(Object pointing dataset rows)
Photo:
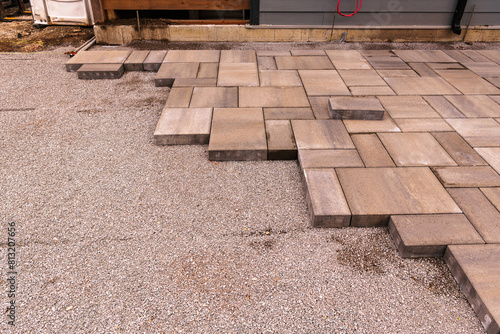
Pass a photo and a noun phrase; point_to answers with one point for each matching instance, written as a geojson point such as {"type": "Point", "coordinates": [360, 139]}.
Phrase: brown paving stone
{"type": "Point", "coordinates": [481, 213]}
{"type": "Point", "coordinates": [467, 176]}
{"type": "Point", "coordinates": [329, 158]}
{"type": "Point", "coordinates": [476, 269]}
{"type": "Point", "coordinates": [321, 134]}
{"type": "Point", "coordinates": [374, 194]}
{"type": "Point", "coordinates": [183, 126]}
{"type": "Point", "coordinates": [238, 134]}
{"type": "Point", "coordinates": [280, 140]}
{"type": "Point", "coordinates": [323, 82]}
{"type": "Point", "coordinates": [415, 149]}
{"type": "Point", "coordinates": [429, 235]}
{"type": "Point", "coordinates": [273, 97]}
{"type": "Point", "coordinates": [458, 149]}
{"type": "Point", "coordinates": [217, 97]}
{"type": "Point", "coordinates": [475, 105]}
{"type": "Point", "coordinates": [325, 199]}
{"type": "Point", "coordinates": [372, 151]}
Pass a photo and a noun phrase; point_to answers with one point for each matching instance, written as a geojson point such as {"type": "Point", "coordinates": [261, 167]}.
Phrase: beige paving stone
{"type": "Point", "coordinates": [374, 194]}
{"type": "Point", "coordinates": [303, 63]}
{"type": "Point", "coordinates": [443, 107]}
{"type": "Point", "coordinates": [467, 176]}
{"type": "Point", "coordinates": [280, 140]}
{"type": "Point", "coordinates": [480, 212]}
{"type": "Point", "coordinates": [372, 151]}
{"type": "Point", "coordinates": [474, 106]}
{"type": "Point", "coordinates": [183, 126]}
{"type": "Point", "coordinates": [458, 149]}
{"type": "Point", "coordinates": [179, 97]}
{"type": "Point", "coordinates": [387, 124]}
{"type": "Point", "coordinates": [321, 134]}
{"type": "Point", "coordinates": [238, 134]}
{"type": "Point", "coordinates": [477, 132]}
{"type": "Point", "coordinates": [491, 155]}
{"type": "Point", "coordinates": [325, 199]}
{"type": "Point", "coordinates": [217, 97]}
{"type": "Point", "coordinates": [408, 107]}
{"type": "Point", "coordinates": [415, 149]}
{"type": "Point", "coordinates": [329, 158]}
{"type": "Point", "coordinates": [238, 74]}
{"type": "Point", "coordinates": [273, 97]}
{"type": "Point", "coordinates": [192, 56]}
{"type": "Point", "coordinates": [429, 235]}
{"type": "Point", "coordinates": [323, 82]}
{"type": "Point", "coordinates": [467, 82]}
{"type": "Point", "coordinates": [421, 86]}
{"type": "Point", "coordinates": [279, 78]}
{"type": "Point", "coordinates": [288, 113]}
{"type": "Point", "coordinates": [476, 269]}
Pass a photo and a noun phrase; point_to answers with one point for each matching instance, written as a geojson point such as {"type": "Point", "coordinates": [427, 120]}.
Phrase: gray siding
{"type": "Point", "coordinates": [377, 12]}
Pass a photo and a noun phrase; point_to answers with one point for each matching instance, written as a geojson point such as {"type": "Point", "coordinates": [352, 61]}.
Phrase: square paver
{"type": "Point", "coordinates": [183, 126]}
{"type": "Point", "coordinates": [415, 149]}
{"type": "Point", "coordinates": [429, 235]}
{"type": "Point", "coordinates": [238, 134]}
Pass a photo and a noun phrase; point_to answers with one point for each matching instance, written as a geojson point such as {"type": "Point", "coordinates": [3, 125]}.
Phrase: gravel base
{"type": "Point", "coordinates": [116, 234]}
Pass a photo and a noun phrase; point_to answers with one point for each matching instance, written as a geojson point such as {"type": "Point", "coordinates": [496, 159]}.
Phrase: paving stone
{"type": "Point", "coordinates": [415, 149]}
{"type": "Point", "coordinates": [280, 140]}
{"type": "Point", "coordinates": [100, 71]}
{"type": "Point", "coordinates": [467, 82]}
{"type": "Point", "coordinates": [96, 57]}
{"type": "Point", "coordinates": [329, 159]}
{"type": "Point", "coordinates": [238, 56]}
{"type": "Point", "coordinates": [421, 86]}
{"type": "Point", "coordinates": [238, 74]}
{"type": "Point", "coordinates": [179, 97]}
{"type": "Point", "coordinates": [458, 149]}
{"type": "Point", "coordinates": [422, 124]}
{"type": "Point", "coordinates": [372, 151]}
{"type": "Point", "coordinates": [323, 82]}
{"type": "Point", "coordinates": [424, 56]}
{"type": "Point", "coordinates": [238, 134]}
{"type": "Point", "coordinates": [429, 235]}
{"type": "Point", "coordinates": [467, 176]}
{"type": "Point", "coordinates": [361, 78]}
{"type": "Point", "coordinates": [154, 60]}
{"type": "Point", "coordinates": [492, 156]}
{"type": "Point", "coordinates": [168, 72]}
{"type": "Point", "coordinates": [192, 56]}
{"type": "Point", "coordinates": [288, 113]}
{"type": "Point", "coordinates": [321, 134]}
{"type": "Point", "coordinates": [279, 78]}
{"type": "Point", "coordinates": [325, 199]}
{"type": "Point", "coordinates": [476, 269]}
{"type": "Point", "coordinates": [183, 126]}
{"type": "Point", "coordinates": [474, 106]}
{"type": "Point", "coordinates": [408, 107]}
{"type": "Point", "coordinates": [217, 97]}
{"type": "Point", "coordinates": [348, 60]}
{"type": "Point", "coordinates": [387, 124]}
{"type": "Point", "coordinates": [364, 108]}
{"type": "Point", "coordinates": [481, 213]}
{"type": "Point", "coordinates": [477, 132]}
{"type": "Point", "coordinates": [303, 63]}
{"type": "Point", "coordinates": [273, 97]}
{"type": "Point", "coordinates": [135, 61]}
{"type": "Point", "coordinates": [374, 194]}
{"type": "Point", "coordinates": [443, 107]}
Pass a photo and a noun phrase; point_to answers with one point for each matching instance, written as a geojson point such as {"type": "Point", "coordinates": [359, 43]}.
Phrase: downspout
{"type": "Point", "coordinates": [459, 12]}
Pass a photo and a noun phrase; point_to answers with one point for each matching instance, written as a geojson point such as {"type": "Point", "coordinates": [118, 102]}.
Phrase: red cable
{"type": "Point", "coordinates": [359, 3]}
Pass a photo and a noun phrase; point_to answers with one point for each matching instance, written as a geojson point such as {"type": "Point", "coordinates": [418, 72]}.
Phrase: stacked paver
{"type": "Point", "coordinates": [408, 139]}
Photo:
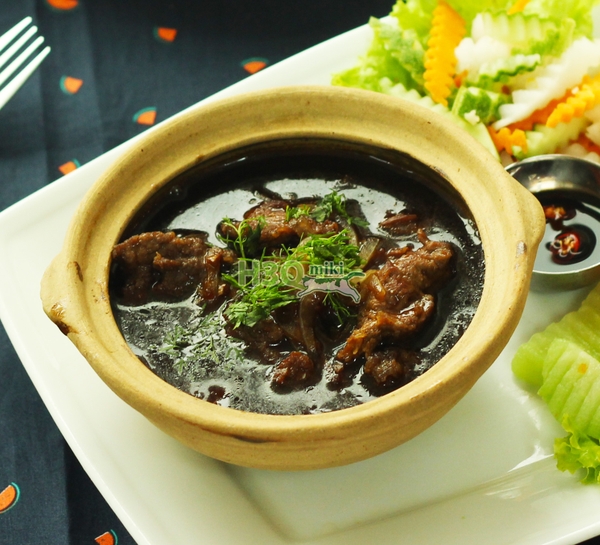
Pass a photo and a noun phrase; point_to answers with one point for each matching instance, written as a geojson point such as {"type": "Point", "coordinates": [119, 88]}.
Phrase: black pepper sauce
{"type": "Point", "coordinates": [163, 336]}
{"type": "Point", "coordinates": [569, 240]}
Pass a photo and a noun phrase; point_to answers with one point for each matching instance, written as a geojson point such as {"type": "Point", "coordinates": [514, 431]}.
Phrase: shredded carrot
{"type": "Point", "coordinates": [505, 139]}
{"type": "Point", "coordinates": [538, 117]}
{"type": "Point", "coordinates": [447, 30]}
{"type": "Point", "coordinates": [583, 99]}
{"type": "Point", "coordinates": [518, 6]}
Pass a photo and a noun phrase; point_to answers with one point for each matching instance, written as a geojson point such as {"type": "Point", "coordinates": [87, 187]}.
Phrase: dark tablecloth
{"type": "Point", "coordinates": [116, 68]}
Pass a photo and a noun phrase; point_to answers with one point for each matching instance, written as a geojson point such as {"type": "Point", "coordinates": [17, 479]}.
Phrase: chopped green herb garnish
{"type": "Point", "coordinates": [247, 235]}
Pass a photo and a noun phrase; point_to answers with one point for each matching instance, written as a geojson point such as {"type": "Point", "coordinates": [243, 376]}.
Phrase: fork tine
{"type": "Point", "coordinates": [17, 45]}
{"type": "Point", "coordinates": [14, 85]}
{"type": "Point", "coordinates": [14, 65]}
{"type": "Point", "coordinates": [10, 46]}
{"type": "Point", "coordinates": [11, 34]}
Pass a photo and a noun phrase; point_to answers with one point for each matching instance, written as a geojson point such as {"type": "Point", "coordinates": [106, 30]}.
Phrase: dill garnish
{"type": "Point", "coordinates": [202, 340]}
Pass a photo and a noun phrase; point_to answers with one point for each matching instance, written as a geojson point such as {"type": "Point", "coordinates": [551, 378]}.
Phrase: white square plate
{"type": "Point", "coordinates": [482, 475]}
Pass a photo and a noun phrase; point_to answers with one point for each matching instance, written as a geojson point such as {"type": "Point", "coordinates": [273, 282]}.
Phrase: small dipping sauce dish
{"type": "Point", "coordinates": [569, 190]}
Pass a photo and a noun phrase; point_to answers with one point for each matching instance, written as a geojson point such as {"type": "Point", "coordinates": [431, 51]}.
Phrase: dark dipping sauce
{"type": "Point", "coordinates": [572, 221]}
{"type": "Point", "coordinates": [401, 209]}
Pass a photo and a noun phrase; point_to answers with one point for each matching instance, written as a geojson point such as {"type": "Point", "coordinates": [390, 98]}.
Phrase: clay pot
{"type": "Point", "coordinates": [510, 221]}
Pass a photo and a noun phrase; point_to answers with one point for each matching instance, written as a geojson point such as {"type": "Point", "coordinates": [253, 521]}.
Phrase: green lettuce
{"type": "Point", "coordinates": [578, 452]}
{"type": "Point", "coordinates": [559, 10]}
{"type": "Point", "coordinates": [377, 62]}
{"type": "Point", "coordinates": [394, 53]}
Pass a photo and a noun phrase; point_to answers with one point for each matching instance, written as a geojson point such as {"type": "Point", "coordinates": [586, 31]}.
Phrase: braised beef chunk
{"type": "Point", "coordinates": [397, 300]}
{"type": "Point", "coordinates": [402, 223]}
{"type": "Point", "coordinates": [390, 366]}
{"type": "Point", "coordinates": [164, 266]}
{"type": "Point", "coordinates": [295, 371]}
{"type": "Point", "coordinates": [270, 219]}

OBJECTIVE -
Locate every line in the material above that contains the word "paving", matching case exactly, and copy each of those lines.

FINAL RESULT -
Phrase: brown paving stone
Phrase: beige paving stone
Phrase: paving stone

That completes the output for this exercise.